[[ EXTRACTED TEXT, beginning ]]

The health and care champion group has identified 15 key areas where it is taking forward work, which cover the 14 actions published in the Prime Minister’s dementia challenge, plus some additional areas that are crucial to people with dementia and their carers.
To deliver the actions, the group are working directly with people with dementia and their carers, professional bodies and the voluntary sector to coproduce an action plan.
The group would also like to gather people’s views on how health and care for people with dementia and their carers could be improved. The comments that people make will help inform the work of the champion group. Have your say.
These are the key areas that the group is focusing on:
Improving diagnosis rates
The National Dementia Strategy identifies the central role that diagnosis plays in the quality of care that people receive and diagnosis rates need to increase.
Better care in all settings
Dementia care is not only about delivering specific services designed for people with dementia but about ensuring that the range of health and care services in different settings are ‘dementia friendly’ and make reasonable adjustments to ensure people with dementia receive high quality services.
Support for carers and families
The impact of supporting a person with dementia cannot be underestimated.
A wider approach to information – a personalised information service that leads to the ‘no wrong door’ approach for people and families
The aim is for people of all ages with dementia and their family carers get an early diagnosis and the best advice and information or are signposted to the right point of access, no matter who they contact. Information is central to the personal care and treatment package and underpins the approach of ‘no decision about me, without me’.
Commissioning an enlightened health and social care workforce
This involves developing the whole health and social care workforce (in the statutory, third and independent sectors) to be positive, have the right level of expertise for their role, deliver excellent standards of care and have the confidence to involve people and families in designing care and support.
Reducing the inappropriate use of antipsychotic medication for people with dementia
The group aims to champion the ‘Call 2 Action’ co-ordinated by the NHS Institute to reduce prescriptions of antipsychotics to people with dementia and promote alternatives to allow them to live well in their home, including in care homes. The goal is for all people with dementia who are prescribed antipsychotic drugs to have a review of their medication.
Improving people’s living environment
Working with housing providers and care homes, and developing innovative solutions to help people stay at home are vital to helping individuals, couples and families living with dementia to stay together with the right level of personalised support.
Improve access to re-ablement and intermediate care services
People with dementia must have the same access to social care re-ablement services and health intermediate care services after a stay in hospital or to prevent admission.
A dignified death – end of life care for people with dementia
Everyone diagnosed with dementia will die with the condition and we know that access to high quality personalised end of life care for people with dementia is variable across the country.

[[ EXTRACTED TEXT, end ]]

■ EXERCISE BRIEF ■
Continue the text on the dementia health and care champion group's key focus areas, starting after its final sentence.

[[ DATA TO EXAMINE, beginning ]]

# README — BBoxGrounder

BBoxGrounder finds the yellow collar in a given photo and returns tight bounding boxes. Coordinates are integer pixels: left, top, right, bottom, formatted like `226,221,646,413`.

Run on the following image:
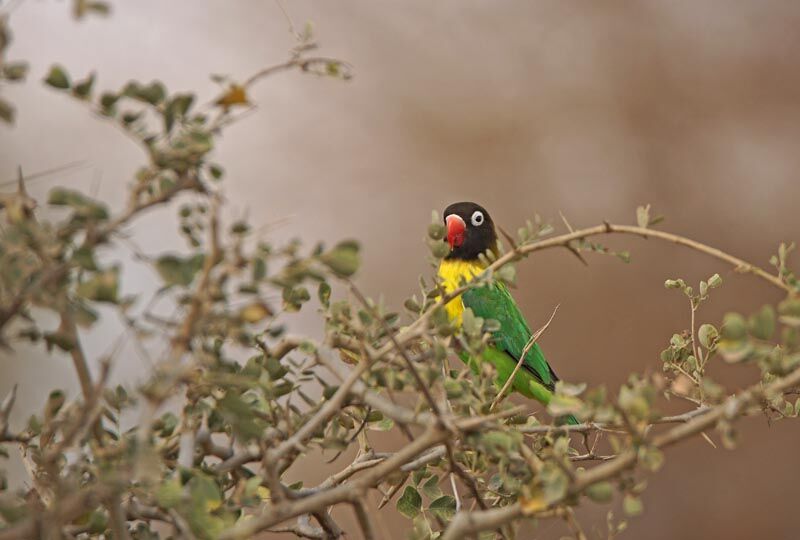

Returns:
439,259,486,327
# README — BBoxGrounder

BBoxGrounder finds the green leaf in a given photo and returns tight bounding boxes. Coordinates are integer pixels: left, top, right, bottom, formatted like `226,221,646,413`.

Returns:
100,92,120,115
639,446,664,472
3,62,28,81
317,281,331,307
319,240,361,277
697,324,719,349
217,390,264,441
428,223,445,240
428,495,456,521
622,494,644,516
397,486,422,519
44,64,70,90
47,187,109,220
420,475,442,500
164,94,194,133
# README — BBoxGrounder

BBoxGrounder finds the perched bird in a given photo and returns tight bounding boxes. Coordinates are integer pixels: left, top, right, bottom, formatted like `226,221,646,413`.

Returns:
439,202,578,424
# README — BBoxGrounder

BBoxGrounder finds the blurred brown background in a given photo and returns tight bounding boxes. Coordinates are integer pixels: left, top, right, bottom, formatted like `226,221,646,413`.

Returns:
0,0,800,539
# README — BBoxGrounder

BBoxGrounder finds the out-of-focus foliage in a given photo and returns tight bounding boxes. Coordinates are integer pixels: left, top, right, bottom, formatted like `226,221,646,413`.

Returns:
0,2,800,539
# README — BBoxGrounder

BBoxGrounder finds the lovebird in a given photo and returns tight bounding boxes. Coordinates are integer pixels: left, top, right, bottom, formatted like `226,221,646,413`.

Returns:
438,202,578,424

[[ DATA TO EXAMINE, end ]]
[[ DATA TO EXAMINE, beginning ]]

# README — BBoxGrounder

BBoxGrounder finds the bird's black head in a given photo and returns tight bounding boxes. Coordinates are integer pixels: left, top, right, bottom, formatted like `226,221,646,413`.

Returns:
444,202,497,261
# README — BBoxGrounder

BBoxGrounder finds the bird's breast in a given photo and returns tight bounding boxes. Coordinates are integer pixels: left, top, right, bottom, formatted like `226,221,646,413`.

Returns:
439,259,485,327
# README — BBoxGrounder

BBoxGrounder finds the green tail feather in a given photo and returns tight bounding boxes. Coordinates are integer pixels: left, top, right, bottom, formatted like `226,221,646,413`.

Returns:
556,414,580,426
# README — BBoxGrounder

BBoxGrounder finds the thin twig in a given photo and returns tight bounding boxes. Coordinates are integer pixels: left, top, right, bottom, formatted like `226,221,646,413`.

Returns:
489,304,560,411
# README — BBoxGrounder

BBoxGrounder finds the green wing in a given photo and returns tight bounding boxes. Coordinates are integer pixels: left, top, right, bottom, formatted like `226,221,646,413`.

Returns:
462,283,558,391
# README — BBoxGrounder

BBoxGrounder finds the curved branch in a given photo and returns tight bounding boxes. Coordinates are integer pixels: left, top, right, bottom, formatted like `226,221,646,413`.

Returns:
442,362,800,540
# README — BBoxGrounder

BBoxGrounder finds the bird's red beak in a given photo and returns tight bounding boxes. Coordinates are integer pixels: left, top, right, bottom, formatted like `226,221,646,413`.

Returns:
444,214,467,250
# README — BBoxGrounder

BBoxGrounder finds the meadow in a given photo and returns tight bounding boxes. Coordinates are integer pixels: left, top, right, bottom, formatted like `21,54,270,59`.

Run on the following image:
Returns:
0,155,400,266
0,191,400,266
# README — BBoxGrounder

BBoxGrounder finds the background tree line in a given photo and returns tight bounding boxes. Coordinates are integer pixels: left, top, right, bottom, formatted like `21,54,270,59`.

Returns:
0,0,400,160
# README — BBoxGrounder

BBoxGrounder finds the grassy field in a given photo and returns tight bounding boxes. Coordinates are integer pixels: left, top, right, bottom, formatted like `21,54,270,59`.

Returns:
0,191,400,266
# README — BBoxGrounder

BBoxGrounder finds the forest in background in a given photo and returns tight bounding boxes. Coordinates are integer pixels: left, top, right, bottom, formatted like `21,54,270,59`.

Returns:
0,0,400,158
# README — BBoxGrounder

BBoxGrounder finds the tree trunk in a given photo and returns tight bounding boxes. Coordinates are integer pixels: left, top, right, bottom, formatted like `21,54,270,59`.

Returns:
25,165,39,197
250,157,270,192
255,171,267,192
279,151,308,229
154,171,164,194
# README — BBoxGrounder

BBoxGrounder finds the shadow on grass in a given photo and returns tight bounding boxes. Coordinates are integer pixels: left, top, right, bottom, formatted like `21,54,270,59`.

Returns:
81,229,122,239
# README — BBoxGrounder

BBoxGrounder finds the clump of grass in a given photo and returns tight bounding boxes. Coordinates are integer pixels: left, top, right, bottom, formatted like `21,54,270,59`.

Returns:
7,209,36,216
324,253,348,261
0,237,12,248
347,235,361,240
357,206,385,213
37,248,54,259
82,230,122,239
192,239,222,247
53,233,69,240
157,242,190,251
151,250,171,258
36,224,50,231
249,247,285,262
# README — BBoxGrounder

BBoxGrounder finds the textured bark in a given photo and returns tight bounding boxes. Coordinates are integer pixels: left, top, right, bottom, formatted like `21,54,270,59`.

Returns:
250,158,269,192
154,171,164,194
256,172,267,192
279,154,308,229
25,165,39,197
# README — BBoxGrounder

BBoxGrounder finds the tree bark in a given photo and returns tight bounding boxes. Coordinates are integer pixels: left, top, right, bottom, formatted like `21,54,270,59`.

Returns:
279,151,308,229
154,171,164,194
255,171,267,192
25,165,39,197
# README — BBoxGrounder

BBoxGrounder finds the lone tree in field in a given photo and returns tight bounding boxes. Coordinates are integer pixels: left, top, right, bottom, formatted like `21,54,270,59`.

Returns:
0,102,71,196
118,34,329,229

[[ DATA TO EXAMINE, end ]]

■ RESPONSE FOR THIS EXERCISE ■
The cultural and implementation challenge across the country
Varying practice in prioritising, diagnosing and caring for people with dementia exists among some groups so, alongside the specific actions such as diagnosis plans and hospital commissioning for quality and innovation (CQUIN), we need to understand the wider adoption and implementation context.
Develop a clear vision of what excellent health and care for people with dementia looks like
The National Dementia Strategy has used a series of statements about what people should expect, to communicate its ambition and vision. We have an opportunity to review and refresh these to provide a core summary of the high level ambition to transform the experience of people with dementia and their carers.
Develop integrated local performance management systems, monitored through Health and Wellbeing Boards and transparent to local citizens
Health and Wellbeing Boards provide a new and substantial opportunity to prioritise the needs of people with dementia – agreeing joint health and social care outcomes, monitoring frameworks locally and championing quality and an improved experience.
Building understanding and capacity about commissioning services for people with dementia in Clinical Commissioning Groups
CCGs will commission most of the health services that people with dementia will receive. We will identify ways to support CCGs to build up their capacity and capability to commission effectively. This may require a different model to that being developed in other clinical networks.
Develop a clear view about integrated working between health and local government
Develop a central theme in the workplan on health and social care, to understand what these elements mean for people with dementia. This needs to start with joint commissioning – joint between health and social care but also joint between people with dementia and their carers and the formal commissioners based on personalised care, including personal budgets where appropriate.
A communication and engagement plan
Co-ordinate communications and engagement work to maximum effect, managing input from No 10, Department of Health ministers and champion group members. This will be based on the revised vision and engagement with stakeholders.
The group will report to the Prime Minister this Autumn.